■ TAREFA BREVE ■
Reproduza na íntegra, sem qualquer alteração, o texto sobre o livro Philosophy and the Art of Writing.

■ TEXTO PARA LEITURA ■
“Uma poética do discurso filosófico é possível”, afirma o prof. Berel Lang no livro Philosophy and the Art of Writing (1983, 22), publicado pela Bucknell University Press. Não só é possível, segundo Lang, como também é necessária. O autor intentará demonstrar três teses relacionadas entre elas: em primeiro lugar, o discurso filosófico é tanto uma forma de conhecer quanto uma forma de fazer; em segundo, o processo de produção do artefato textual é uma práxis; e, finalmente, o artefato do discurso literário (e também filosófico) tem como condição de inteligibilidade uma personagem, ou voz, ou narrador, que articula a escrita.

A obra de Lang está estruturada em 246 páginas, divididas em 11 capítulos e 3 partes: PART I, Poetics and Philosophical Discourse (Toward a Poetics of Philosophical Discourse; Space, Time, and Philosophical Style; Philosophical Humors; Presentation and Representation in Plato’s Dialogues; Philosophy and the Manners of Art); PART II, Poetics and Persons (Style as Instrument, Style as Person; Points of View: The Authorial Means as Literary Necessity); PART III, Breaking into the Text (Nothing Comes of All: Lear-Dying; The Compleat Solipsist; The Politics and Art of Decency; The Praxis of Criticism).

■ DADOS ■
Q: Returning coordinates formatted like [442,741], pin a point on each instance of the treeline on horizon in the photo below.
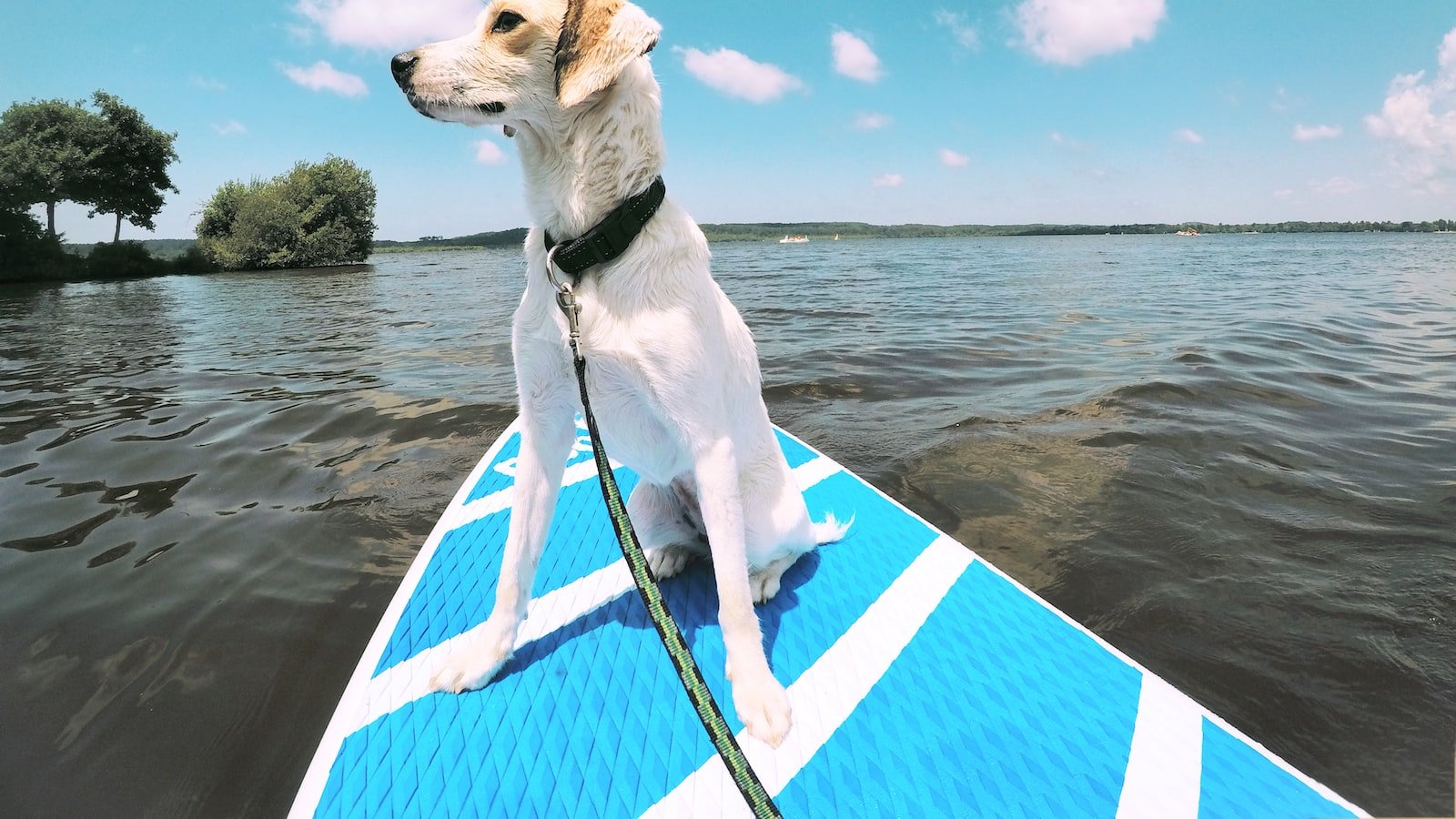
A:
[774,230]
[822,230]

■ A RESPOSTA ■
“Uma poética do discurso filosófico é possível”, afirma o prof. Berel Lang no livro Philosophy and the Art of Writing (1983, 22), publicado pela Bucknell University Press. Não só é possível, segundo Lang, como também é necessária. O autor intentará demonstrar três teses relacionadas entre elas: em primeiro lugar, o discurso filosófico é tanto uma forma de conhecer quanto uma forma de fazer; em segundo, o processo de produção do artefato textual é uma práxis; e, finalmente, o artefato do discurso literário (e também filosófico) tem como condição de inteligibilidade uma personagem, ou voz, ou narrador, que articula a escrita.

A obra de Lang está estruturada em 246 páginas, divididas em 11 capítulos e 3 partes: PART I, Poetics and Philosophical Discourse (Toward a Poetics of Philosophical Discourse; Space, Time, and Philosophical Style; Philosophical Humors; Presentation and Representation in Plato’s Dialogues; Philosophy and the Manners of Art); PART II, Poetics and Persons (Style as Instrument, Style as Person; Points of View: The Authorial Means as Literary Necessity); PART III, Breaking into the Text (Nothing Comes of All: Lear-Dying; The Compleat Solipsist; The Politics and Art of Decency; The Praxis of Criticism).